● WHAT YOU WILL DO: Can you repeat, word for word, every line from the one containing "Identify every instance of the open" through the last line of the items below, including both ends?

+--

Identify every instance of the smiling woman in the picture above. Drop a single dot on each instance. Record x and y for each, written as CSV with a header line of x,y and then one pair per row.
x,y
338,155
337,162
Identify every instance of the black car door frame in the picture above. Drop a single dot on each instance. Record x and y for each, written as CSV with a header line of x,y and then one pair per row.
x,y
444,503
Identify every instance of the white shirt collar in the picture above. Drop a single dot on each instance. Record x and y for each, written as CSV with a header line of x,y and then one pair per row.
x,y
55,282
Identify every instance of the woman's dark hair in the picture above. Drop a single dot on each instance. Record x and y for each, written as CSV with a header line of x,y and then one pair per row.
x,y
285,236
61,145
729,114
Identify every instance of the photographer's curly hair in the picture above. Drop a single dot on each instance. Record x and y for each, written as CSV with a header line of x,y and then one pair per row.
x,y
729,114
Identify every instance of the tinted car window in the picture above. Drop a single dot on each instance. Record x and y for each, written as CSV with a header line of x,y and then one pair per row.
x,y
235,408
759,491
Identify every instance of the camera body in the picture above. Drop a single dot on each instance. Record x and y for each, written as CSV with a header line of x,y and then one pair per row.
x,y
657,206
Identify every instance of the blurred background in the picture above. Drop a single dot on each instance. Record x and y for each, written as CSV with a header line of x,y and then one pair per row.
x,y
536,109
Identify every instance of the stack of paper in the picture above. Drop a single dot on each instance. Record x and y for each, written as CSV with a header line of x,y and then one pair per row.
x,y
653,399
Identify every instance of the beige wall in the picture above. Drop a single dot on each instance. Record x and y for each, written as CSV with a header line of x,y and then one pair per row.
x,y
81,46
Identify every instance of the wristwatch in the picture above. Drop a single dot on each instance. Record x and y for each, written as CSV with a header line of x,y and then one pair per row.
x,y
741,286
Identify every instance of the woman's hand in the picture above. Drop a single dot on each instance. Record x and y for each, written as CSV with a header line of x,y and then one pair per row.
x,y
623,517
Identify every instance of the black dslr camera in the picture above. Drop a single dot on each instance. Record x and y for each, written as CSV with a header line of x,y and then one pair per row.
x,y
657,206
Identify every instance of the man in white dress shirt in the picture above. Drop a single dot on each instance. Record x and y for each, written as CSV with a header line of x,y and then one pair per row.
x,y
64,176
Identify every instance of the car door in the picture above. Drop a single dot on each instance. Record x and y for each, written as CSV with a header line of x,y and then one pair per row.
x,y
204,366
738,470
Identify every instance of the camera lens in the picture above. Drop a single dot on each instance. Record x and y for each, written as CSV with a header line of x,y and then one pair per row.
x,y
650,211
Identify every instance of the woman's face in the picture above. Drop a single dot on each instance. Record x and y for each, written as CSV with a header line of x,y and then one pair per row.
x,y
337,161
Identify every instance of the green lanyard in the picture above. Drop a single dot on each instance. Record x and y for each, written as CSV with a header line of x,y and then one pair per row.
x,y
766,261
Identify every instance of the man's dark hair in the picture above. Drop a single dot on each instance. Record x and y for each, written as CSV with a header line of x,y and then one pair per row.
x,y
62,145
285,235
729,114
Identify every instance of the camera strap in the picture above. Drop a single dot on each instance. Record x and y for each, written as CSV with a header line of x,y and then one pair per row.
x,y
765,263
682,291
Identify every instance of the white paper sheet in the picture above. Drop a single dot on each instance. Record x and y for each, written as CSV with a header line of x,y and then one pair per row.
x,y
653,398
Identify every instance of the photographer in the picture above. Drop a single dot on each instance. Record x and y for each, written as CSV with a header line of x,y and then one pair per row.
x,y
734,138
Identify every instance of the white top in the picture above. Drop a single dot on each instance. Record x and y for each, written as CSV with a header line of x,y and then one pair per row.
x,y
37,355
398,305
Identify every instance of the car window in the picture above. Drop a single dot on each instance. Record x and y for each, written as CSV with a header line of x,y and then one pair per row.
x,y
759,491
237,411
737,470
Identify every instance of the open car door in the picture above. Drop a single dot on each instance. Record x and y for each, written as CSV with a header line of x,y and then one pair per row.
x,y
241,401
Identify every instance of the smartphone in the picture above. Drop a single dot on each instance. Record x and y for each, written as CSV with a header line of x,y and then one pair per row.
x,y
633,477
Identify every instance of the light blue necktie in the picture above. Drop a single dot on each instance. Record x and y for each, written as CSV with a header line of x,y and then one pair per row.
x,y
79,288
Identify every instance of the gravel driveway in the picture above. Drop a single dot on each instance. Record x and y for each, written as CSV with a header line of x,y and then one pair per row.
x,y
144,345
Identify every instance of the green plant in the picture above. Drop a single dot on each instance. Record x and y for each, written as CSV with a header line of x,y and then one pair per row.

+--

● FULL SOLUTION:
Identify every instance of the open car door in the picture above. Drop a single dot on each instance. Record x and y for each, written as CSV with a header line of x,y and then one pair per row.
x,y
241,401
Identify every instance of the smartphone in the picture above. Drop a single dot on each instance. Record x and y for each, written as CSV with a header line of x,y and then one pair per row.
x,y
633,477
Identify every instance of the light blue necktie in the picture above. Drop a single dot on each instance. Record x and y for each, written as CSV with a header line of x,y and then one pair per row.
x,y
79,288
Identify every instance of the gravel driveway in the picture above. Drop a single dot on each instance. Record x and y for each, written as CSV with a header line of x,y and then one pair per row.
x,y
144,345
Identify every instance of the green plant in the picture above. Drop a single dot on each instance. Record x and y for each, written as CSV with a header line of x,y and then one pair per row.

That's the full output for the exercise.